TAREFAS
**A.** Responda às perguntas abaixo com base no texto sobre o controle de pragas do algodão, uma resposta por linha, marcada como a pergunta.
(i) Quais pragas do algodão são citadas como presentes todo ano?
(ii) O que a Amipa já possuía antes da colaboração com a UFV?
(iii) O que substitui os tratores na liberação dos macroorganismos?
**B.** Prossiga com o texto sobre o controle de pragas do algodão a partir da última frase apresentada.

TEXTO FORNECIDO
★ ★ ★ ★ ★
Para entender o impacto prático e a necessidade que deu origem à nova tecnologia, Daniel Bruxel, produtor rural e presidente da Associação Mineira de Produtores de Algodão (Amipa), parceira da UFV no desenvolvimento da tabela, explica que o controle de pragas é uma batalha constante. “As pragas do algodão, como o bicudo, trips, ácaro e a mosca branca, estão presentes todo ano. O bicudo, por exemplo, é uma praga que não podemos descuidar de maneira nenhuma, pois tem um potencial de redução de 70% a 80% da lavoura se não for bem controlado”, detalha. 

Foi justamente dessa necessidade que surgiu a colaboração. A Amipa já possuía uma biofábrica para produzir agentes de controle biológico, como o Trichogramma e o Crisopídeo, mas faltava a peça-chave para garantir sua eficácia. “Precisávamos entender a seletividade dos grupos químicos dos produtos. Essa parceria com a UFV nos trouxe essa tabela, que hoje é muito respeitada. Todo produto novo é testado e válido para saber se pode ser aplicado ou não, e isso ajuda muito no manejo do dia a dia para perpetuarmos ao máximo as espécies benéficas na lavoura”, afirma Bruxel. 

Os benefícios da adoção da tecnologia, segundo ele, são muitos. Ao saber quais produtos são seguros para os inimigos naturais, o produtor garante um controle mais efetivo e, consequentemente, reduz custos ao deixar de aplicar um defensivo químico. Mas o impacto vai além. “Os benefícios ambientais são enormes”, ressalta o presidente da Amipa. Ele explica que, ao utilizar drones para a liberação dos macroorganismos, elimina-se a necessidade de tratores, o que significa menos consumo de diesel, nenhuma compactação do solo e menor emissão de CO₂. “Além disso, reduzimos o uso de embalagens plásticas de agroquímicos e a logística para seu descarte”, complementa.
★ ★ ★ ★ ★
INFORMAÇÕES

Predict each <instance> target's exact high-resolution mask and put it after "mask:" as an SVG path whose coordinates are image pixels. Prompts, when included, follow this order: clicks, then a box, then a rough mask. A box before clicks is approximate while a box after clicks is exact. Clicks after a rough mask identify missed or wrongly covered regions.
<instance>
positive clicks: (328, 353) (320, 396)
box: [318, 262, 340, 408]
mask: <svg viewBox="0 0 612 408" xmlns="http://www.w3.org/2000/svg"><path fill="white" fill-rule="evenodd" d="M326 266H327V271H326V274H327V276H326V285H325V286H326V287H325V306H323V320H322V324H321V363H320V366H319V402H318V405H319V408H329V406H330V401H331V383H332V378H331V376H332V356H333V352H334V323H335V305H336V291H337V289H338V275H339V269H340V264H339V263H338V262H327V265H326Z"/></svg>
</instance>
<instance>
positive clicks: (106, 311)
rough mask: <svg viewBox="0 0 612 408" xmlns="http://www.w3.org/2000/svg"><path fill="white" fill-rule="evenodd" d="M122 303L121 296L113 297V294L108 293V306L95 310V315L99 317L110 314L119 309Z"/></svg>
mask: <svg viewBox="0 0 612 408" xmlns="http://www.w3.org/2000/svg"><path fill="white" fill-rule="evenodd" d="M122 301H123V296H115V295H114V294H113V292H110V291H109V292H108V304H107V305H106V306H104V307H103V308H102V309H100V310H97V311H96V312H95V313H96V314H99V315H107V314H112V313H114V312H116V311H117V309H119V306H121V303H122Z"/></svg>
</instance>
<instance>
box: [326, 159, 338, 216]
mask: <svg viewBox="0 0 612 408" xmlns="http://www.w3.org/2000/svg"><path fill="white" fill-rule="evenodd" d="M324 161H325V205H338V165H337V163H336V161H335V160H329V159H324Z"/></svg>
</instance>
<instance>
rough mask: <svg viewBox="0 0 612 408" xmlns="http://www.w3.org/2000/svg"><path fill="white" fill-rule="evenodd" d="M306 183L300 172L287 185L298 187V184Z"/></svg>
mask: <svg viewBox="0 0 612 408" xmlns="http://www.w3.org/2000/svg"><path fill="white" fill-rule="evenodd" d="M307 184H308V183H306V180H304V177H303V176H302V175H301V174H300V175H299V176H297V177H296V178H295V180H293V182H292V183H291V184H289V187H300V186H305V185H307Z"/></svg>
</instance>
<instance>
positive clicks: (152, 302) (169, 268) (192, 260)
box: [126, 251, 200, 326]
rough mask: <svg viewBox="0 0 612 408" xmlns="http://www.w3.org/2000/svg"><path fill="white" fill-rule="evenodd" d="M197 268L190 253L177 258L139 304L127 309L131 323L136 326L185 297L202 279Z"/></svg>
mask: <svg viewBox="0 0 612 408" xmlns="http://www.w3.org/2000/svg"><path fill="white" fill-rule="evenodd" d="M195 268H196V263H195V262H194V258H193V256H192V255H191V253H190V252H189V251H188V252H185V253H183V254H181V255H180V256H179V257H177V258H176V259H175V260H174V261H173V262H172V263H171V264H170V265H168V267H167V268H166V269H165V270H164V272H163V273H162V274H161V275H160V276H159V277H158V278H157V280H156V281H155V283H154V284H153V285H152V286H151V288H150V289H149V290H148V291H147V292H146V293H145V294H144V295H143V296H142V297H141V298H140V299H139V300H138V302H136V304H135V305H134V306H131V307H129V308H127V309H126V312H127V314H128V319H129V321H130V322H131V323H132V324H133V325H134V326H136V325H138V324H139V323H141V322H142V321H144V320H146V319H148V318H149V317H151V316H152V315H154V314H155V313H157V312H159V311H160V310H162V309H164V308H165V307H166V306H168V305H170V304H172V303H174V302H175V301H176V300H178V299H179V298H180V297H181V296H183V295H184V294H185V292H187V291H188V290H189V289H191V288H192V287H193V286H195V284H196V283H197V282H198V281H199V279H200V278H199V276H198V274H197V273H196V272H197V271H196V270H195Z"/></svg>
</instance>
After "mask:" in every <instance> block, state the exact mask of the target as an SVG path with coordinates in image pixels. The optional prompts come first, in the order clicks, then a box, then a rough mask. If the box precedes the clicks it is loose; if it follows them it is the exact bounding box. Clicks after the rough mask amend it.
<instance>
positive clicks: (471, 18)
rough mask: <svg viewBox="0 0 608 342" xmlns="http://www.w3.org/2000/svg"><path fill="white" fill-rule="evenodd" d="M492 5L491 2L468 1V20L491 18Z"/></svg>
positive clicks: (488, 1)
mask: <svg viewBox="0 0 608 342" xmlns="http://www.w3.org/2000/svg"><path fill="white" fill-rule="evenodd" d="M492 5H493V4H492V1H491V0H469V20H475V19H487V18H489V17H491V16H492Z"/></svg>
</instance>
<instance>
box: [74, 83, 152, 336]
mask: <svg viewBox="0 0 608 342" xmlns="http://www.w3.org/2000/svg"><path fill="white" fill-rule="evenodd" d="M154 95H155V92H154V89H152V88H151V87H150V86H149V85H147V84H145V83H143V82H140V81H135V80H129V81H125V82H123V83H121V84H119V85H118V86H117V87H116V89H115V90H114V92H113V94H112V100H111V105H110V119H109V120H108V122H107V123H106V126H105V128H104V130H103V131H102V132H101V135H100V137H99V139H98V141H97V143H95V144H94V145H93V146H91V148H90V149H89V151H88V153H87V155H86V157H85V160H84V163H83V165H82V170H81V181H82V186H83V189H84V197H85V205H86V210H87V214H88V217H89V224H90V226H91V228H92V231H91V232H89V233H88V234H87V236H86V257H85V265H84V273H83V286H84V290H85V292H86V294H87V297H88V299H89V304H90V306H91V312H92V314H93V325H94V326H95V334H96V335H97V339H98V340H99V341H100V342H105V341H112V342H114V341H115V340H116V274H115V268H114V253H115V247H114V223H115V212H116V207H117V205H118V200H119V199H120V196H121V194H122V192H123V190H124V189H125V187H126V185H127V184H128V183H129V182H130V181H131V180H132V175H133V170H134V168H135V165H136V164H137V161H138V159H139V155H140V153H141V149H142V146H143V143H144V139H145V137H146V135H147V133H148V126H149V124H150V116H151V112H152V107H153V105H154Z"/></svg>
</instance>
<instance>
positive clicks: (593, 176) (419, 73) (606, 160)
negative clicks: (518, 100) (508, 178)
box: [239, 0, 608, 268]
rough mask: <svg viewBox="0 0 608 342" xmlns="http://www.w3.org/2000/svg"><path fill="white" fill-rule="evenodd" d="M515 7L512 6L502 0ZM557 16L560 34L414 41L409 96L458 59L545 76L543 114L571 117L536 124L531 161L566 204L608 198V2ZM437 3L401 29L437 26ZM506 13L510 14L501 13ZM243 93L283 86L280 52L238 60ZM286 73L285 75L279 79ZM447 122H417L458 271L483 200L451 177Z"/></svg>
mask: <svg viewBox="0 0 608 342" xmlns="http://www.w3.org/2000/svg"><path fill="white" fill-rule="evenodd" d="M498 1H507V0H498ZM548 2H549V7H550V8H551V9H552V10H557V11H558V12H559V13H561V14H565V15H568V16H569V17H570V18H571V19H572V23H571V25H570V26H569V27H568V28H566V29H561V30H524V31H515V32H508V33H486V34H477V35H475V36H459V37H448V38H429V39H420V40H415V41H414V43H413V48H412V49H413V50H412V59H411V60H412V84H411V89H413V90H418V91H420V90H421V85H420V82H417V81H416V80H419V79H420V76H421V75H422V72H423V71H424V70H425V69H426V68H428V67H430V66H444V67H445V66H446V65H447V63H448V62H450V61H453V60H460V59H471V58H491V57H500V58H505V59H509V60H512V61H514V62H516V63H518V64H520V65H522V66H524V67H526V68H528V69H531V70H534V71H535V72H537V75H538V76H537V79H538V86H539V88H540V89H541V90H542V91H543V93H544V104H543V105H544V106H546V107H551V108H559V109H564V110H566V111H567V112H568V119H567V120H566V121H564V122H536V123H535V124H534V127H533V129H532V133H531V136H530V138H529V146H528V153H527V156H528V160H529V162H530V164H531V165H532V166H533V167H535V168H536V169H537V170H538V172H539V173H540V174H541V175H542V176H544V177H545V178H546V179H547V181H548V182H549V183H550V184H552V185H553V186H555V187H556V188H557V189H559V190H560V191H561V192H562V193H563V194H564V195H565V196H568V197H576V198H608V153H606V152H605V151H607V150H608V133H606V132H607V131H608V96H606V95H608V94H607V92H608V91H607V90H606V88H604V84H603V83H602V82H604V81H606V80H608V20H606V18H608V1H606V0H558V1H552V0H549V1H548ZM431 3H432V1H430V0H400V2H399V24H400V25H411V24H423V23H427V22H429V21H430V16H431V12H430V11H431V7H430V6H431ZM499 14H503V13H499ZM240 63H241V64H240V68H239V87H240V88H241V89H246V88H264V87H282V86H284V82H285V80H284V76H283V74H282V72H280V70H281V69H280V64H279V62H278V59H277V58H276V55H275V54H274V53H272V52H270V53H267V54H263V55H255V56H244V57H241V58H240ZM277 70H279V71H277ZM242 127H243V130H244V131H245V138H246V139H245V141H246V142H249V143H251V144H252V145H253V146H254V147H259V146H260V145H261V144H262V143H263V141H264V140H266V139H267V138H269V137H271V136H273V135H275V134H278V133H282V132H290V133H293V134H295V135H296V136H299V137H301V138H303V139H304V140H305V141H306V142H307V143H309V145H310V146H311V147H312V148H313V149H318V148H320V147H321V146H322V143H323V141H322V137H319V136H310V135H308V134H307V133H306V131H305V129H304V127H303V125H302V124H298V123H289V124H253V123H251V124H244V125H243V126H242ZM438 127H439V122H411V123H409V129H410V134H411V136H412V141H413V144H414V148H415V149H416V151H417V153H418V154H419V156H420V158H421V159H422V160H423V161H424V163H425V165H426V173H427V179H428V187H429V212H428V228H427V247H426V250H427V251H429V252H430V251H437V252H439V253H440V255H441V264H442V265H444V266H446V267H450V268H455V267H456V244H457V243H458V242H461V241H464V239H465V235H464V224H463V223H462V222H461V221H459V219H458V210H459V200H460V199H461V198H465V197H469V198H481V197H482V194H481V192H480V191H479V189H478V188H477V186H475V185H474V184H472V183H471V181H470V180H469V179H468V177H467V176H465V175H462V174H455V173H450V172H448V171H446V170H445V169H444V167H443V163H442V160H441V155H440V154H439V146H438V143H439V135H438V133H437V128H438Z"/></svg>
★ ★ ★ ★ ★
RESPOSTAS POR TAREFA
**A.**
(i) O bicudo, o trips, o ácaro e a mosca branca.
(ii) Uma biofábrica para produzir agentes de controle biológico, como o Trichogramma e o Crisopídeo.
(iii) Os drones.

**B.**
Essa abordagem levanta a questão sobre o valor do produto final. Para Bruxel, o mercado deveria valorizar esse esforço: “Eu acredito que o produto deveria ter um preço diferenciado sim”, afirma. Ele pondera, no entanto, que a maior vantagem já é percebida dentro da porteira, mesmo sem essa bonificação. “Mesmo sem um prêmio no preço, já é interessante adotar essas práticas. A sustentabilidade no nosso setor não é algo da boca para fora; é uma necessidade que muitas vezes resulta em melhor ganho econômico e maior eficiência”, explica. A lógica, para ele, é clara: “O produtor gasta menos, produz mais, tem um resultado melhor e ainda beneficia o meio ambiente. É um tripé que se sustenta.” 

Com a validação de quem está no campo, a tabela de compatibilidade da UFV se firma não apenas como uma inovação científica, mas como uma ferramenta estratégica, alinhando produtividade, rentabilidade e responsabilidade ambiental.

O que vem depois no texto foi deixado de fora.